* [DESCRIPTION DU PROBLÈME]:
Poursuivez l'article ci-dessous sur la rencontre entre Hugo Chávez et Nicolas Sarkozy en reprenant après sa dernière phrase.

* [EXTRAIT DU TEXTE]:
= = = = = = =

HUGO CHAVEZ EN QUETE DE LEGITIMITE
Hugo Chávez a rencontré hier Nicolas Sarkozy à l’Elysée, pour évoquer le sort d’Ingrid Betancourt, otage des Farc depuis cinq ans. Médiateur officiel dans cette délicate affaire, le président vénézuélien n’a, pour l’instant,aucun élément nouveau à apporter, contrairement aux espoirs de la famille.
Le président vénézuélien a rencontré Nicolas Sarkozy hier à Paris. Une entrevue très attendue depuis qu’Hugo Chávez a annoncé qu’il s’impliquerait personnellement dans les négociations avec les Farc, organisation de forces armées révolutionnaires colombiennes se revendiquant comme marxistes et qui retiennent en otage, depuis plus de cinq ans, Ingrid Betancourt, la sénatrice francocolombienne. La déception domine. L’homme fort de Caracas avait en effet promis d’apporter une preuve de vie de l’otage. Mais à son arrivée, le président du Venezuela a dû admettre ne détenir aucune preuve. Juste une intime conviction: «Ingrid est vivante, j’en suis absolument certain», a-t-il déclaré à sa sortie de l’Elysée. Il a ajouté que le mouvement colombien s’était engagé par écrit à fournir la preuve tant espérée avant la fin de l’année. Hugo Chávez est réputé pour entretenir des contacts privilégiés avec Marulanda, le chef des Farc. Nicolas Sarkozy a fait de la libération de cette otage une priorité. La rencontre d’hier était très attendue mais suscitait beaucoup d’inquiétudes. Jesús Arnaldo Pérez, ambassadeur de la République bolivarienne du Venezuela en France, se veut rassurant: «Nous cherchons un dialogue politique», explique-t-il à Directsoir, et de poursuivre: «Vénézuéliens et Colombiens, nous sommes entre frères.» Le malaise est tout de même palpable. D’abord parce que l’incapacité des Farc, devenues au fil des ans un cartel de narcotrafiquants,à fournir une preuve de vie, n’est pas bon signe. Mais aussi parce qu’en cas de succès Hugo Chávez pourrait bénéficier d’une aura sur la scène internationale qui lui fait aujourd’hui défaut, et que peu de pays – les Etats-Unis au premier chef – verraient d’un bon oeil.

= = = = = = =

* [MATÉRIEL FOURNI]:
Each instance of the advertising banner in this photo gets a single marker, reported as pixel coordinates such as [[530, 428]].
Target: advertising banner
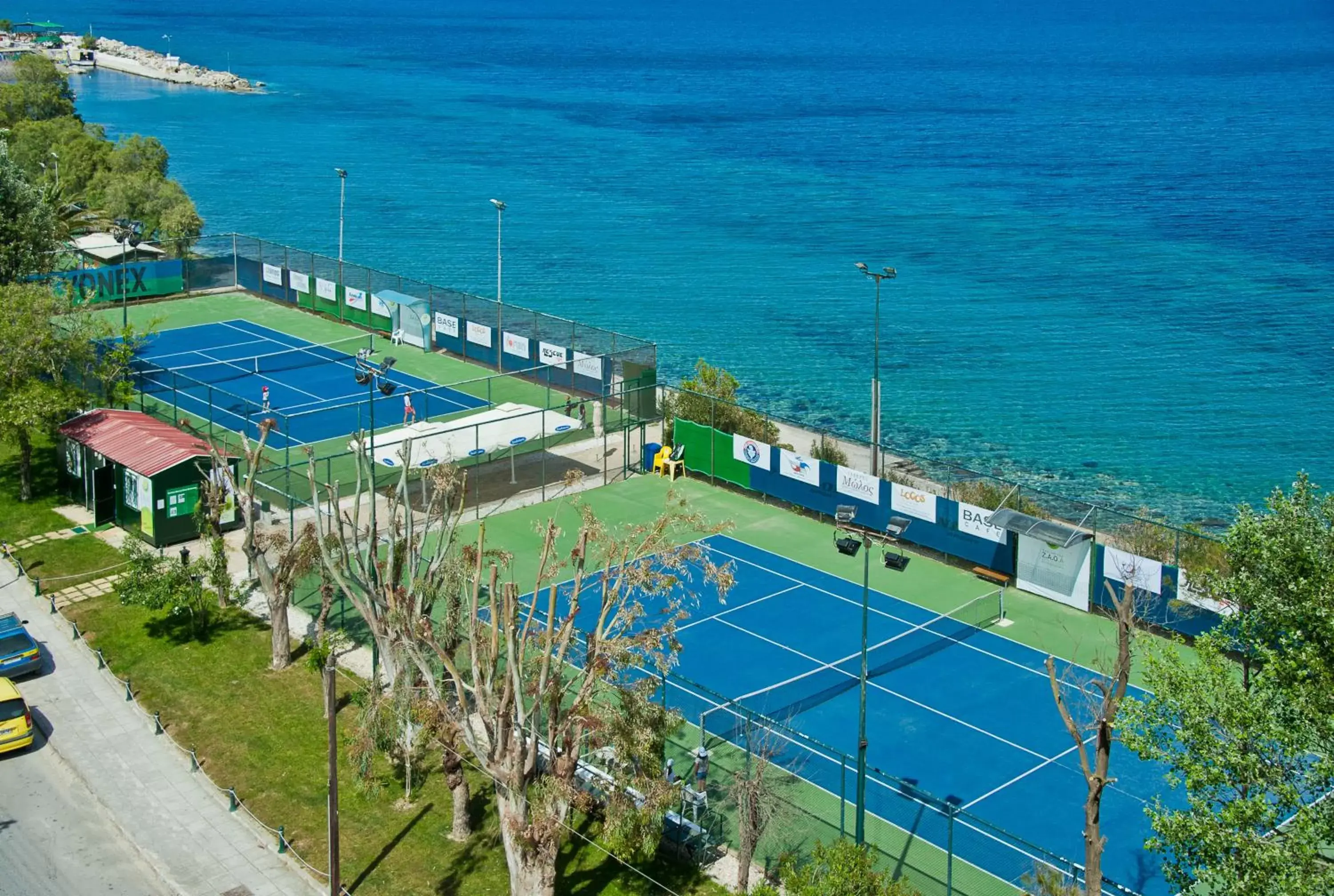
[[796, 467], [977, 520], [1056, 572], [750, 451], [589, 366], [446, 324], [515, 344], [479, 334], [553, 355], [861, 486], [1140, 572], [913, 502]]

= = = = = = =

* [RÉPONSE ATTENDUE]:
VINGT-QUATRE ANS DE «SOCIALISME LATINO
Hugo Chávez préside aux destinées du Venezuela depuis le 2 février 1999. Né dans le sud du pays, le 28 juillet 1954, cet homme au sourire facile et charmeur, toujours habillé de rouge, est diplômé de l’Académie militaire du Venezuela. En 1983, il fonde au sein de l’armée le «Movimiento Bolivariano Revolucionario 200» (MBR-200), d’orientation socialiste. Cet engagement politique explique sans doute son choix de suivre des cours de sciences politiques à l’université Simon-Bolivar de Caracas, où il obtient sa maîtrise en 1990. La geste chaviste commence deux ans plus tard. Le 4 février 1992, le groupe lance l’opération «Ezequiel Zamora» : un coup d’état destiné à renverser le président Carlos Andrés Pérez. Un échec sanctionné de deux ans de prison pour Chávez. Depuis sa prison, il appelle les Vénézuéliens à l’insurrection, dans une cassette vidéo qui sera diffusée en pleine nuit le 27 novembre 1992, au moment où les conjurés tentent un deuxième putsch. L’idéologie chaviste se dessine en fait à cette période, notamment grâce à sa rencontre avec Noberto Ceresole, idéologue argentin négationniste et proche de Robert Faurisson, qui sera un de ses proches jusqu’en 1999.
ÉLU DÉMOCRATIQUEMENT
Dans la deuxième partie des années 1990, le MBR-200 entreprend sa mutation et se dote d’une vitrine civile, le «Mouvement cinquième République». Grâce à une campagne très axée sur sa propre personne, le lieutenant-colonel, qui a pour slogan «Fléau de l’oligarchie et héros des pauvres», séduit l’électorat populaire qui se sent exclu de la rente offerte par la manne pétrolière. Quelques mois après avoir prêté serment, Hugo Chávez met en marche «sa» révolution, en faisant adopter une nouvelle Constitution, qui autorise le chef de l’Etat à se représenter, mais limite le nombre de mandats à deux. C’est ce même texte qu’il cherche aujourd’hui à modifier pour rendre le nombre de réélections illimité.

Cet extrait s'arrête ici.